══ DATA PROVIDED

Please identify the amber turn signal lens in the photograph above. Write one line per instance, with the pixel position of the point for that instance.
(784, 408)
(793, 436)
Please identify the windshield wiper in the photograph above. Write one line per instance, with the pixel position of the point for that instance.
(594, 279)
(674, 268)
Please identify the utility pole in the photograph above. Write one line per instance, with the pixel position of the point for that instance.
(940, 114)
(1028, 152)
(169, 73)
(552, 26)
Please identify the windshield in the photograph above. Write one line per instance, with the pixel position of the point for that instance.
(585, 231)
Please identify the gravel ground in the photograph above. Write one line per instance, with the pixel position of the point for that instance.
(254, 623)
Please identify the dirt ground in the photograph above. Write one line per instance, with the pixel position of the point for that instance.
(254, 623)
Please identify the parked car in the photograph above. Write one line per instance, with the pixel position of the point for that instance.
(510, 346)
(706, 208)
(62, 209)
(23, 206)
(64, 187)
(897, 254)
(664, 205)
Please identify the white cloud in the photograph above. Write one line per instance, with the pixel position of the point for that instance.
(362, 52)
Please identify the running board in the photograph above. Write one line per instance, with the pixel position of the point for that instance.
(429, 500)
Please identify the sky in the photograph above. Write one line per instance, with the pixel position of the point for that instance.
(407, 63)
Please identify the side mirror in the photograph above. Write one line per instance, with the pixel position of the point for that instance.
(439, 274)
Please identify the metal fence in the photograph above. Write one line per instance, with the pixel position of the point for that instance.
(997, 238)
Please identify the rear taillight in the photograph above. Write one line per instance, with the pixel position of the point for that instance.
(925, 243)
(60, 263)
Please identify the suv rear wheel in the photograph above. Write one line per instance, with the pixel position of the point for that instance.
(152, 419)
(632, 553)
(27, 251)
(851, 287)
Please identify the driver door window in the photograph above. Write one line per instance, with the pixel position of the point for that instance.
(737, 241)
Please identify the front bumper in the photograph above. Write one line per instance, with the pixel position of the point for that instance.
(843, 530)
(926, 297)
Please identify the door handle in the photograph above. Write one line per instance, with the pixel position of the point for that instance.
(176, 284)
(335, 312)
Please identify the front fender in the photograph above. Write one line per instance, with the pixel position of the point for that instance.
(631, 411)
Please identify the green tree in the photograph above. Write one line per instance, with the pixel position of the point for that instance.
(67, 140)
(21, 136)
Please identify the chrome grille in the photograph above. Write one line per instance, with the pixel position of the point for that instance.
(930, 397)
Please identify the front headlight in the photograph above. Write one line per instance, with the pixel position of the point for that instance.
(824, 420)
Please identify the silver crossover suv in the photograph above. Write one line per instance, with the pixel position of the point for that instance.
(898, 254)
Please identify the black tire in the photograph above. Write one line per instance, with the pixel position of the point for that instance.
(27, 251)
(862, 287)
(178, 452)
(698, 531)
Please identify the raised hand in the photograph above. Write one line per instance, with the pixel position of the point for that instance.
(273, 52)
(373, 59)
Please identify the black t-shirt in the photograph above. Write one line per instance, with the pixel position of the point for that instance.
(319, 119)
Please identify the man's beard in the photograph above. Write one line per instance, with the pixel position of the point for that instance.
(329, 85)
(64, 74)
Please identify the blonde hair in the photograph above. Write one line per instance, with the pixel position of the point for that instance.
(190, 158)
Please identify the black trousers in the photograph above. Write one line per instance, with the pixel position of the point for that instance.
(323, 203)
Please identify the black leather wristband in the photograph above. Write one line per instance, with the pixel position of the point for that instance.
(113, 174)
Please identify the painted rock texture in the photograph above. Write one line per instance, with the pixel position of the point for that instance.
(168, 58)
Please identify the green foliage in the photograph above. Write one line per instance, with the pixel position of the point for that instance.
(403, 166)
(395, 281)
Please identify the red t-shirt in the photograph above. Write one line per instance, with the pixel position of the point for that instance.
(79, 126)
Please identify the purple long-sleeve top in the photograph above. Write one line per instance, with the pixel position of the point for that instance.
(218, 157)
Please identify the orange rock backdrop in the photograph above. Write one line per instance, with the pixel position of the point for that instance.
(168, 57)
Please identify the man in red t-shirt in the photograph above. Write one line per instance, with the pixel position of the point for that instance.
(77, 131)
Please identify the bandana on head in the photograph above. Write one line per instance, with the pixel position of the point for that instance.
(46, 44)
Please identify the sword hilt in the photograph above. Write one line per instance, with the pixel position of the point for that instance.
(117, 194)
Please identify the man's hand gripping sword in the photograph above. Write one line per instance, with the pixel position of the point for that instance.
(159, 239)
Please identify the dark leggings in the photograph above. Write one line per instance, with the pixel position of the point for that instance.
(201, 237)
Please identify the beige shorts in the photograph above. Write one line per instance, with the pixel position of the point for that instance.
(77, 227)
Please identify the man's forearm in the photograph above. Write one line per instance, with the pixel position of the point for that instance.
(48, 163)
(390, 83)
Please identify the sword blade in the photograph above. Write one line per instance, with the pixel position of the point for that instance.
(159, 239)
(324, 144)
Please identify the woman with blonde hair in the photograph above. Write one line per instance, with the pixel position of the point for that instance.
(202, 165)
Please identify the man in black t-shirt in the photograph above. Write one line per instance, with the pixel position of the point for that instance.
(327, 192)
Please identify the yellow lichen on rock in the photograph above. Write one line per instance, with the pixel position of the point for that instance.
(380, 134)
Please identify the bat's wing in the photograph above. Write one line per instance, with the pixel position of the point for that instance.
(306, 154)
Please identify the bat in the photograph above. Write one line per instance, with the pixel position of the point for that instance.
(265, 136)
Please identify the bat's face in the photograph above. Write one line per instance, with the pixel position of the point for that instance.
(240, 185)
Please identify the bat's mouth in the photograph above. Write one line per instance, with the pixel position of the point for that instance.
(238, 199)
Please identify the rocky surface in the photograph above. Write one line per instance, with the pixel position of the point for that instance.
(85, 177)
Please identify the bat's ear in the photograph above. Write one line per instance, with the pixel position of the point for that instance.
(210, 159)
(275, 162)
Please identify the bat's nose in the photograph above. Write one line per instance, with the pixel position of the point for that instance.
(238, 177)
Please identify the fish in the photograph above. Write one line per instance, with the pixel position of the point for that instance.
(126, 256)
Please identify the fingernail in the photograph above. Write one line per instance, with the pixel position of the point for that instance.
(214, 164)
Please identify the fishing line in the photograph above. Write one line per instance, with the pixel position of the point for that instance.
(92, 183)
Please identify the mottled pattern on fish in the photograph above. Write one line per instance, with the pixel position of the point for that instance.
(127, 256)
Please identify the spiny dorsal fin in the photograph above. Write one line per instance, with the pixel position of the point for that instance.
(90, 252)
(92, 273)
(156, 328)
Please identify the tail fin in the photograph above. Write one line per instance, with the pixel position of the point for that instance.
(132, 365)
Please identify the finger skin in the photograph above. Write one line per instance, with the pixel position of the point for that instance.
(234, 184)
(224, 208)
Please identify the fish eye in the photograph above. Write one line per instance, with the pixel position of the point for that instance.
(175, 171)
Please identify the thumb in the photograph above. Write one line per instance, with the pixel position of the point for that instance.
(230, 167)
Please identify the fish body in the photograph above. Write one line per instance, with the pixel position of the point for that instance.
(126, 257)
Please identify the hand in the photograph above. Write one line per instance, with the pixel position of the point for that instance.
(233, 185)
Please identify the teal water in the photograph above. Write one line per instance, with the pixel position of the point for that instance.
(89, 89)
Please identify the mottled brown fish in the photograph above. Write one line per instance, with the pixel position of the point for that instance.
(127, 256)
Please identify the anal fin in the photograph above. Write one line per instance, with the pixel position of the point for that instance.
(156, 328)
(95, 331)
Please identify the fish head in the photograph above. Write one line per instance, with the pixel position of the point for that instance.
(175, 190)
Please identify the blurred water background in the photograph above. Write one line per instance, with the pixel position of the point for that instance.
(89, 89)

════

§ TASK GOAL: Restate the whole of the material exactly.

§ TASK SOLUTION:
Please identify the amber turn signal lens in the photograph above. Write one line per instance, with the pixel position of the point for that instance.
(784, 408)
(793, 436)
Please identify the windshield wiper in the photograph above. Write one line per instance, with the pixel position of the point for that instance.
(594, 279)
(674, 268)
Please identify the utility pole in the photograph above. Write one line per instance, with the pixel position of the point for that instance.
(940, 114)
(1028, 152)
(169, 73)
(552, 26)
Please identify the windshield in the photograph above. Write one line per instance, with the pixel position of the point for that instance.
(585, 231)
Please identify the gravel ground in the photograph above. Write one line per instance, with the pixel position of the point for that instance.
(254, 623)
Please identify the dirt ground in the photograph above. Write one line per instance, with the pixel position of the point for that instance.
(254, 623)
Please identify the parked car in the photograph above. Write one line per instance, with the pixel position of the point for that instance.
(510, 346)
(706, 208)
(62, 209)
(23, 206)
(64, 187)
(897, 254)
(664, 205)
Please identify the white cloud in the photograph above. Write one line per instance, with the pixel position of the point for that instance.
(362, 52)
Please identify the running board in the photograph above. Write one line per instance, with the pixel position of the point for that instance.
(429, 500)
Please identify the sky in the photograph above. Write one line per instance, with the pixel position of the point for that instance.
(407, 63)
Please identify the side mirror in the photograph above. Write one line per instance, with the pixel position of the point for that instance.
(439, 274)
Please identify the metal fence in the photograph above. Write one line per instance, with the pixel position of the point for that instance.
(997, 238)
Please identify the rear taillight in the photograph above. Write one line per instance, with the pixel position of the point for that instance.
(925, 243)
(60, 263)
Please identify the suv rear wheel in the photograph above. Write one line per instance, with the pixel position of the point for that instance.
(152, 419)
(632, 553)
(27, 251)
(851, 287)
Please identify the driver door window in the photograph above. Write one line per instance, with the pixel position of the point for that instance.
(737, 241)
Please identify the front bumper in the photograph above. Write one line per instance, with the pixel position of the point for that instance.
(843, 530)
(926, 297)
Please identify the door handle in the photograph above. Write one line per instance, with the pixel position of the point for that instance.
(176, 284)
(335, 312)
Please identify the front fender in the photograph above. Write one line per instance, with the pixel position of the point for that instance.
(631, 411)
Please identify the green tree in the photograph above. Write one line per instance, with the pixel position of the point for that instance.
(67, 140)
(21, 136)
Please identify the chrome grille in the photograph above. Write one line per instance, with the pixel position of the point for that instance.
(930, 397)
Please identify the front headlight in the photograph above. Write one line per instance, with the pixel position of the point for that instance.
(824, 420)
Please identify the silver crossover suv in the photograph above. Write one line per instance, with the pixel position of the point for that instance.
(898, 254)
Please identify the black tire in the photograph above. Write one line per instance, with the pixel position of the point for that instance.
(27, 251)
(862, 287)
(178, 452)
(698, 531)
Please identify the raised hand in the photograph above. Write one line per instance, with the pixel position of the point for that instance.
(273, 52)
(373, 59)
Please identify the black t-shirt in the photograph above. Write one line per instance, with the pixel position of the point for that instance.
(319, 119)
Please identify the man's beard in the photograph above. Write one line per instance, with the pixel position of the point for that instance.
(329, 85)
(64, 74)
Please identify the blonde hair in the photograph above. Write one line per instance, with the pixel position of the point for that instance.
(190, 158)
Please identify the black trousers in the photograph above. Write one line per instance, with the pixel position of the point for that instance.
(323, 203)
Please identify the black leather wristband in the photograph above. Write one line per instance, with the pixel position of the point for that instance.
(113, 174)
Please identify the painted rock texture in the photograph above. Write one line per instance, with the pixel position of the point for that instance.
(168, 58)
Please identify the green foliage in the photograph above. Write one line per instance, with the pixel position of the point for that instance.
(403, 166)
(395, 281)
Please identify the red t-shirt in the photograph above. Write one line per instance, with the pixel position of the point for that instance.
(79, 126)
Please identify the purple long-sleeve top in the photograph above. Write one line per instance, with the pixel position of the point for that instance.
(218, 157)
Please identify the orange rock backdrop in the photograph above. Write one line per instance, with the pixel position of the point for that instance.
(168, 57)
Please identify the man in red t-shirt in the photograph above. Write one line per instance, with the pixel position of the point for that instance.
(77, 131)
Please identify the bandana on head in the photograph above. Write one line per instance, with the pixel position of the point for that instance.
(46, 44)
Please identify the sword hilt in the photograph above. Write one line per instance, with the pixel position of the point for that instance.
(117, 194)
Please identify the man's hand gripping sword in the photograph above. Write one line per instance, with the pixel position of the point for that instance.
(159, 239)
Please identify the dark leggings in the photograph above. Write one line per instance, with the pixel position of the point for that instance.
(201, 237)
Please identify the beige shorts in the photograph above. Write one line per instance, with the pixel position of the point for that instance.
(77, 227)
Please identify the man's forearm in the photograph above. Write one line per instance, with the pixel position of the point for that instance.
(48, 163)
(390, 83)
Please identify the sword blade in the photograph above. Write one line per instance, with the pixel position of the point for that instance.
(159, 239)
(324, 144)
Please identify the woman with blonde hair in the photograph above. Write one line per instance, with the pixel position of the point for that instance.
(202, 165)
Please identify the man in black t-shirt in the photograph above. Write one line per instance, with the pixel position of the point for that instance.
(327, 192)
Please identify the yellow lichen on rock in the photograph above. Write one line per instance, with the pixel position of the point for that instance.
(380, 134)
Please identify the bat's wing in the photograph above. Write one line per instance, with the pixel position of the point for that instance.
(306, 154)
Please identify the bat in the photograph above. Write one line per instance, with the pixel position of the point for that instance.
(265, 136)
Please identify the bat's face in the photograph above. Write one line per instance, with the pixel position of the point for that instance.
(240, 185)
Please identify the bat's mouth in the photograph above. Write one line per instance, with the pixel position of the point for that instance.
(238, 199)
Please identify the rocky surface in the photograph above. Write one line per instance, with the pixel position of the point for that instance.
(85, 177)
Please identify the bat's ear in the photograph above. Write one line per instance, with the pixel position of the point for that instance.
(210, 159)
(275, 162)
Please identify the bat's nose in the photograph above. Write one line per instance, with the pixel position of the point for that instance.
(238, 177)
Please identify the fish in the photograph above. Write one line per instance, with the pixel position of the point for that instance.
(126, 256)
Please identify the fingernail in the photograph above. Write one line per instance, with the pixel position of the point for that instance.
(214, 164)
Please identify the fishing line in the photograph above. Write one line per instance, with the pixel position of the point for that instance.
(92, 183)
Please identify the mottled pattern on fish in the photograph above. Write one line per instance, with the pixel position of the point for that instance.
(127, 256)
Please identify the spiny dorsal fin in the photograph above. Write one line per instance, with the pixel position of the point for that instance.
(90, 252)
(92, 273)
(156, 328)
Please identify the tail fin in the photograph above. Write one line per instance, with the pixel position of the point for that instance.
(132, 365)
Please identify the finger skin in the photograph above. Write one line per instance, with the pixel position of the point for that instance.
(234, 184)
(224, 208)
Please identify the fish eye in the photograph above. Write one line per instance, with the pixel position of the point for that instance.
(175, 171)
Please identify the thumb in the photograph above. Write one line per instance, with the pixel position of the point for that instance.
(230, 167)
Please identify the fish body in the photograph above. Write one line per instance, with the pixel position of the point for that instance.
(126, 257)
Please identify the hand in the photograph above. Write one line per instance, with the pixel position of the point for that instance.
(233, 185)
Please identify the teal water in the photograph above. Write one line per instance, with the pixel position of the point for that instance.
(89, 89)
Please identify the mottled brown fish in the photograph above. Write one line per instance, with the pixel position of the point for that instance.
(127, 256)
Please identify the anal fin in the photograph above. Write one line per instance, with the pixel position of the point for that instance.
(156, 328)
(95, 331)
Please identify the fish head in the photograph above. Write one line per instance, with the pixel position of the point for that instance.
(175, 190)
Please identify the blurred water background in the photograph above. Write one line per instance, with the pixel position of the point for that instance.
(89, 89)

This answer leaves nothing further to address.